Location identification entries:
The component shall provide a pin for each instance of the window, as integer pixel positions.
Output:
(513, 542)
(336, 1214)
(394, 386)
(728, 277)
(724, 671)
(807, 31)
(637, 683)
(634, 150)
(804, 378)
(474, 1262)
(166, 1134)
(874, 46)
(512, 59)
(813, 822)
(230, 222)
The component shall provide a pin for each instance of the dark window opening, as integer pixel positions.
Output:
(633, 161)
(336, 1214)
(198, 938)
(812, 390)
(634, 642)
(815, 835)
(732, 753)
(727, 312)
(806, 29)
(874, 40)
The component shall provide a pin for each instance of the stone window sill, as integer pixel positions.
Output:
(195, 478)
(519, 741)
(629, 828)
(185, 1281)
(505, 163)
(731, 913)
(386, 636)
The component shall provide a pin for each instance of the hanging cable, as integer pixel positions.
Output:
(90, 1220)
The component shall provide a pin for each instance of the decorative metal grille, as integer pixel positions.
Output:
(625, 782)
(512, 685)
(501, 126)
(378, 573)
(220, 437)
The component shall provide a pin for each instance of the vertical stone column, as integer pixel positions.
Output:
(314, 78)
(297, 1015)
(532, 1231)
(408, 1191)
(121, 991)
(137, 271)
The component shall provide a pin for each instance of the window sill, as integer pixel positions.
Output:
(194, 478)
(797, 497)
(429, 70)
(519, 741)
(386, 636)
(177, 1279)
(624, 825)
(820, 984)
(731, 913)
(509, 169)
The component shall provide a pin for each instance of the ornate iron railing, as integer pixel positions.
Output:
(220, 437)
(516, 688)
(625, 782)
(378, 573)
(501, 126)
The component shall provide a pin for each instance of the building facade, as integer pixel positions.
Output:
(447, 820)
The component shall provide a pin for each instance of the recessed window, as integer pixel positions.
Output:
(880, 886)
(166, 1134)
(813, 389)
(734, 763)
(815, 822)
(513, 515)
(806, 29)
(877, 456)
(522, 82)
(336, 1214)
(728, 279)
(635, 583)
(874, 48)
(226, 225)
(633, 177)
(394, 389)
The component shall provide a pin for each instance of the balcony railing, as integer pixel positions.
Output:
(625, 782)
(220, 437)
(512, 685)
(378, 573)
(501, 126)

_Written problem_
Can you copy out, unchanged, the lines starting at the one that contains "cable, as integer pixel positions." and ending at the final line of the items above, with both of those lines included?

_Finished exercise_
The component shall provide a pin for each instance of the hanging cable, as integer pixel positions.
Output:
(90, 1220)
The component shall provide a pin for each instance of the decorative metal grille, as integer pixel positions.
Output:
(625, 782)
(512, 685)
(501, 126)
(378, 573)
(220, 437)
The component shall provide a pin for each instance of the vertical stone column, as integer pixel positions.
Output:
(314, 78)
(297, 1015)
(532, 1231)
(408, 1191)
(121, 991)
(137, 271)
The component shall provide a pin for each instance of the window sill, as integer pixel positions.
Output:
(194, 478)
(797, 497)
(429, 70)
(519, 741)
(386, 636)
(177, 1279)
(624, 825)
(820, 984)
(731, 913)
(509, 169)
The component shall provide a pin for each instance of the ornate iron railing, as integer pixel positions.
Output:
(220, 437)
(516, 688)
(625, 782)
(378, 573)
(501, 126)
The component shall provide a pin for each instance of the building facade, as integer pixel positions.
Output:
(447, 820)
The component shall provide a pin for each instance of the recessed window, as integer pixel positions.
Output:
(880, 886)
(166, 1134)
(813, 389)
(734, 763)
(815, 822)
(513, 515)
(806, 29)
(877, 456)
(522, 82)
(336, 1214)
(728, 279)
(635, 583)
(874, 48)
(226, 225)
(633, 177)
(394, 389)
The component shall provide a pin for each instance of the balcony railing, as integer pixel positions.
Output:
(625, 782)
(220, 437)
(512, 685)
(378, 573)
(501, 126)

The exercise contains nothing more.